Requirements:
List every character from the novel who is named in the Mary Barton review below.

Page extract:

—————

Elizabeth Gaskell

does the rich man share his plenty with me, as he ought to do, if his religion wasn’t a humbug?

Title: Mary Barton
Author: Elizabeth Gaskell
Published 1848
Page count: 393

Plot summary from Goodreads: Mary Barton, the daughter of a disillusioned trade unionist, rejects her working class lover Jem Wilson in the hope of marrying Henry Carson, the mill-owner’s son, and making a better life for herself and her father. But when Henry is shot down in the street and Jem becomes the main suspect, Mary finds herself painfully torn between the two men. Through Mary’s dilemma and the moving portrayal of her father the embittered and courageous activist John Barton Mary Barton (1848) powerfully dramatizes the class divisions of the ‘hungry forties’ as personal tragedy. In its social and political setting, it looks forward to Elizabeth Gaskell’s great of the industrial revolution, in particular North and South.

This was Elizabeth Gaskell’s first book, and is the second book by her which I’ve read. It’s really two books in one – the first, concentrating on John Barton (father of the titular Mary Barton) is a screed about structural inequality and capital versus labor, and the second, a courtroom drama focused around Mary Barton’s romantic travails.

As is often the case with Victorian melodramas, Mrs. Gaskell took her time getting going – about the first third of the book, focused on John Barton and the plight of the laborers is fascinating, but not precisely action packed.

I can’t overstate how relevant this book is to the conditions between capital and labor today – it’s disturbing how so much has remained the same between the excesses of the industrial revolution and today.

—————

Data section:
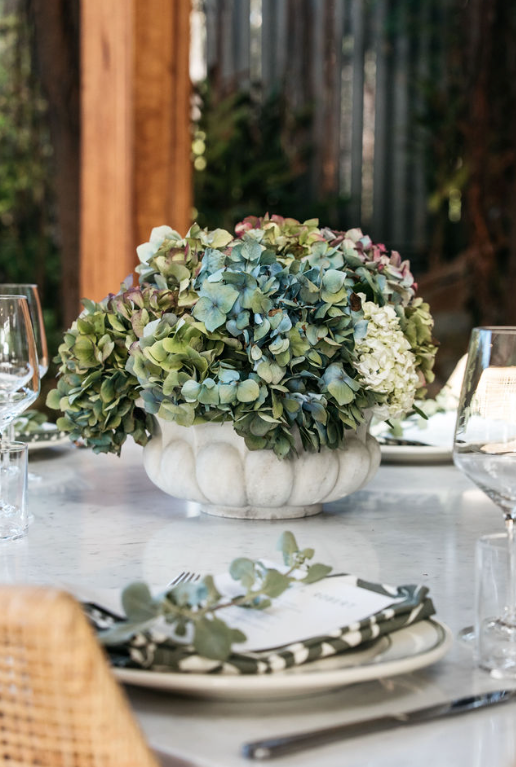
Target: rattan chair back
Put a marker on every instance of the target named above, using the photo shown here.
(60, 705)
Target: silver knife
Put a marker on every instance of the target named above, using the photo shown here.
(288, 744)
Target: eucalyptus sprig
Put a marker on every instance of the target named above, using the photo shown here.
(192, 609)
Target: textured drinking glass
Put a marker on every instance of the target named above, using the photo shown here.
(13, 481)
(485, 437)
(495, 640)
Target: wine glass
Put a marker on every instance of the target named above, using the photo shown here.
(30, 290)
(19, 370)
(485, 450)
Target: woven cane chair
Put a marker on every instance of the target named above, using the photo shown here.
(59, 703)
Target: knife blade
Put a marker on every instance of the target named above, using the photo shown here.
(270, 748)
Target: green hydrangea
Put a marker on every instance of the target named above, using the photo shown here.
(95, 390)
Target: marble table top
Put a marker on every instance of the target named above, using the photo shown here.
(100, 522)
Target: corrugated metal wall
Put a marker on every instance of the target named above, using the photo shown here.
(361, 67)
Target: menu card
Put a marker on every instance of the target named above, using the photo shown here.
(302, 611)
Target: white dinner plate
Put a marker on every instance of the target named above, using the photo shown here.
(47, 436)
(437, 433)
(406, 650)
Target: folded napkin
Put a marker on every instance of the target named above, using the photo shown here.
(154, 650)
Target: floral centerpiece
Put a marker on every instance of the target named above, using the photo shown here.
(291, 333)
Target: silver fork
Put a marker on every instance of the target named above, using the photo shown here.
(184, 577)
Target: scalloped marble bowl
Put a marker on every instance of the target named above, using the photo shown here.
(210, 464)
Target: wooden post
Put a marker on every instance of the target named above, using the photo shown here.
(135, 156)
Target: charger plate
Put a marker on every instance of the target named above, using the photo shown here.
(48, 435)
(408, 649)
(417, 454)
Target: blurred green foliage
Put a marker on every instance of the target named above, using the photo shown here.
(253, 156)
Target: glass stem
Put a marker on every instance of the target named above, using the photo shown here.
(511, 586)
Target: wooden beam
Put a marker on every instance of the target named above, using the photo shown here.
(135, 155)
(107, 242)
(163, 189)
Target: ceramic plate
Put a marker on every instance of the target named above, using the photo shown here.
(437, 433)
(47, 436)
(408, 649)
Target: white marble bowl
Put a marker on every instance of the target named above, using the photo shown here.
(210, 464)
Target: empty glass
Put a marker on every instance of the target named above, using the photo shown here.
(485, 442)
(13, 484)
(494, 644)
(19, 370)
(30, 291)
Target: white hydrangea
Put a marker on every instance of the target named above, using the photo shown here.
(385, 362)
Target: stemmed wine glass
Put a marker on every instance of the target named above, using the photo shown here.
(485, 450)
(30, 291)
(19, 371)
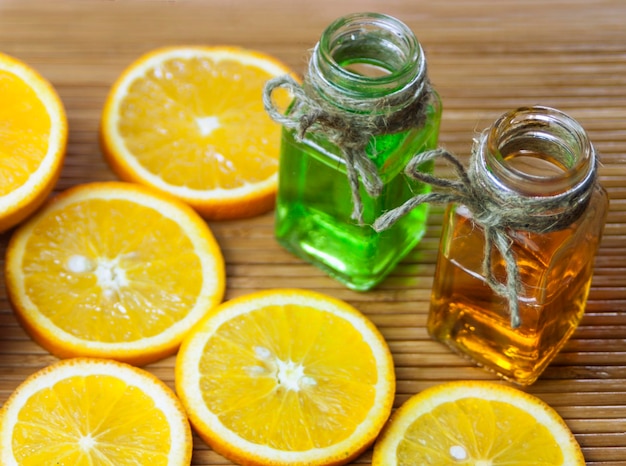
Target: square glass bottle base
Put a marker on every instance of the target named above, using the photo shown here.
(355, 255)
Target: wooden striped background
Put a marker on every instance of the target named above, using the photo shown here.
(485, 57)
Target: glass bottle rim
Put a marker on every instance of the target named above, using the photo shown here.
(395, 79)
(561, 136)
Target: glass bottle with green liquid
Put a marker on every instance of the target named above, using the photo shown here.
(364, 109)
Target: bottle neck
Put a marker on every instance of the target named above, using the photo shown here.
(538, 152)
(362, 58)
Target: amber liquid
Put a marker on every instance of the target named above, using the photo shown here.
(556, 271)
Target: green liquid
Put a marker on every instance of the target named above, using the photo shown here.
(314, 205)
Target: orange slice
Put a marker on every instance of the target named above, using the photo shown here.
(33, 138)
(286, 377)
(87, 412)
(113, 270)
(190, 121)
(476, 423)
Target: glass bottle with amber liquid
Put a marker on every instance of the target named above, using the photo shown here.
(368, 67)
(538, 160)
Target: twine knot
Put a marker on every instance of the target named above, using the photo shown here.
(496, 209)
(350, 122)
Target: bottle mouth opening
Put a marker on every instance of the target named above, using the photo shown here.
(539, 151)
(370, 50)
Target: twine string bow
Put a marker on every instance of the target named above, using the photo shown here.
(350, 123)
(496, 210)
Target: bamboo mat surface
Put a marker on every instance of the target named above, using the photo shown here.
(484, 57)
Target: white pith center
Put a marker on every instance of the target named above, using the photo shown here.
(207, 125)
(86, 442)
(289, 374)
(111, 277)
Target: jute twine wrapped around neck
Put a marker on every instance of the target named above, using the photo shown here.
(496, 210)
(350, 122)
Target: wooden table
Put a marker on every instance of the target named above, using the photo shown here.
(485, 57)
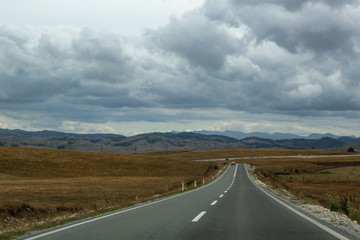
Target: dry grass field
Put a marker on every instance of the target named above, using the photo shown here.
(43, 187)
(333, 182)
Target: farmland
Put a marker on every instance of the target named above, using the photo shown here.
(44, 187)
(333, 182)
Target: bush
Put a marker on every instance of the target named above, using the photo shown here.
(333, 202)
(344, 204)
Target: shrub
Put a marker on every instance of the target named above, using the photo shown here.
(333, 202)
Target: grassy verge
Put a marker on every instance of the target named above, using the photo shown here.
(43, 187)
(331, 182)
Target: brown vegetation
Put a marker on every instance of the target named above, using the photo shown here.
(41, 187)
(38, 186)
(333, 182)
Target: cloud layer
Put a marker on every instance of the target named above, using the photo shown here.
(296, 58)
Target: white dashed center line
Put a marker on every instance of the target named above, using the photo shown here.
(199, 216)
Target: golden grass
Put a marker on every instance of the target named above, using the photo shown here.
(313, 178)
(38, 186)
(43, 184)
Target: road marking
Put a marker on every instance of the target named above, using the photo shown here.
(316, 223)
(125, 210)
(197, 218)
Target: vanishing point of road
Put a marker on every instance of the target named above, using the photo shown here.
(231, 207)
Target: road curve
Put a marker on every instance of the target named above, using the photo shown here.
(230, 208)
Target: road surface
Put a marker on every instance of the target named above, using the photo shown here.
(231, 207)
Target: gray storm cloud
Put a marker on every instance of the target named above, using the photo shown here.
(288, 57)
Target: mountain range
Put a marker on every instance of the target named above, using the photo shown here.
(275, 136)
(200, 140)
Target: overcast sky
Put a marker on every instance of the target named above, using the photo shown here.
(135, 66)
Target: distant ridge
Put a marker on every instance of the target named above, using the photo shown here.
(273, 136)
(169, 141)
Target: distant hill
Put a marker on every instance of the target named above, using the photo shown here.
(169, 141)
(275, 136)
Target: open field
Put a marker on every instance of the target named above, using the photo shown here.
(41, 187)
(333, 182)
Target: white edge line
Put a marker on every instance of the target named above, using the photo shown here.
(126, 210)
(197, 218)
(316, 223)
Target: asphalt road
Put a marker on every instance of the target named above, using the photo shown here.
(232, 207)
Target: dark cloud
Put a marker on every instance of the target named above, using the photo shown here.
(200, 41)
(283, 57)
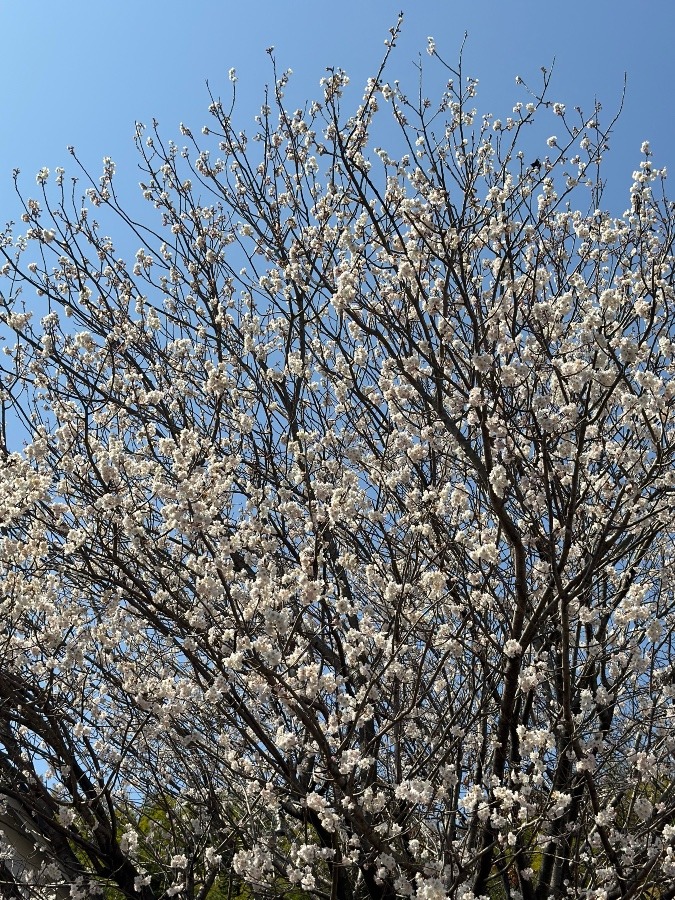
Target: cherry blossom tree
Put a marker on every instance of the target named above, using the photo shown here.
(337, 560)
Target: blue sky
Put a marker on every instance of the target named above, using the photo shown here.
(81, 72)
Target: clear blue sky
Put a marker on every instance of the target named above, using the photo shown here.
(82, 71)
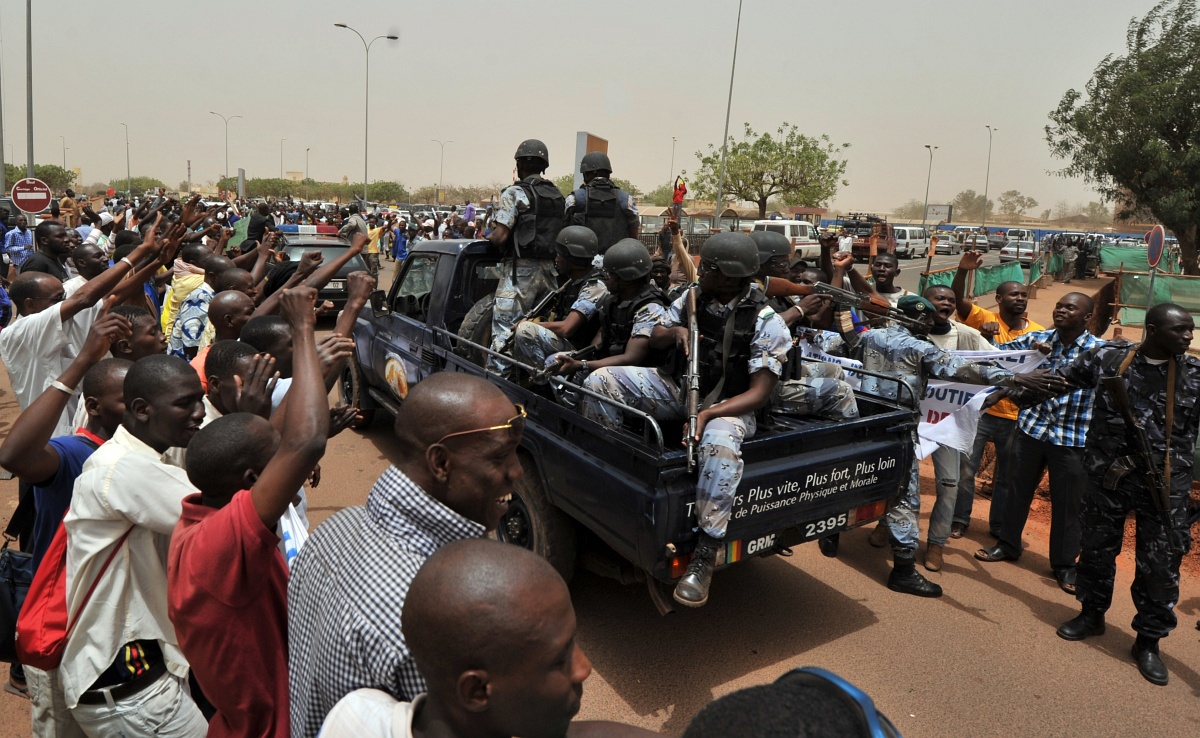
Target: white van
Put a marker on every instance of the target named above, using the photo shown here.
(802, 234)
(912, 241)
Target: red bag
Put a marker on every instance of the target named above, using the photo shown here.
(42, 628)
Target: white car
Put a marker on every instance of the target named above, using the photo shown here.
(1020, 251)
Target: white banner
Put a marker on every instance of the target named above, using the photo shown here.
(949, 412)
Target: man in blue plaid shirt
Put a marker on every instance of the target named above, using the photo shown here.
(1050, 436)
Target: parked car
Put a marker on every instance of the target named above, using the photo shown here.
(1020, 251)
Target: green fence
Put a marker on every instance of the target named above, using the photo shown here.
(987, 279)
(1133, 294)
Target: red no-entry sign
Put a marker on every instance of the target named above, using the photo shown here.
(31, 195)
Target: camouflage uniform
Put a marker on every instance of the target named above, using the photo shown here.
(534, 343)
(1156, 583)
(895, 352)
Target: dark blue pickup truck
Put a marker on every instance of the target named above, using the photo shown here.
(589, 492)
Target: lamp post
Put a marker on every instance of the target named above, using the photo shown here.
(366, 97)
(729, 106)
(227, 138)
(129, 178)
(987, 179)
(441, 157)
(924, 214)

—————

Task answer:
Mary Barton
Jem Wilson
Henry Carson
John Barton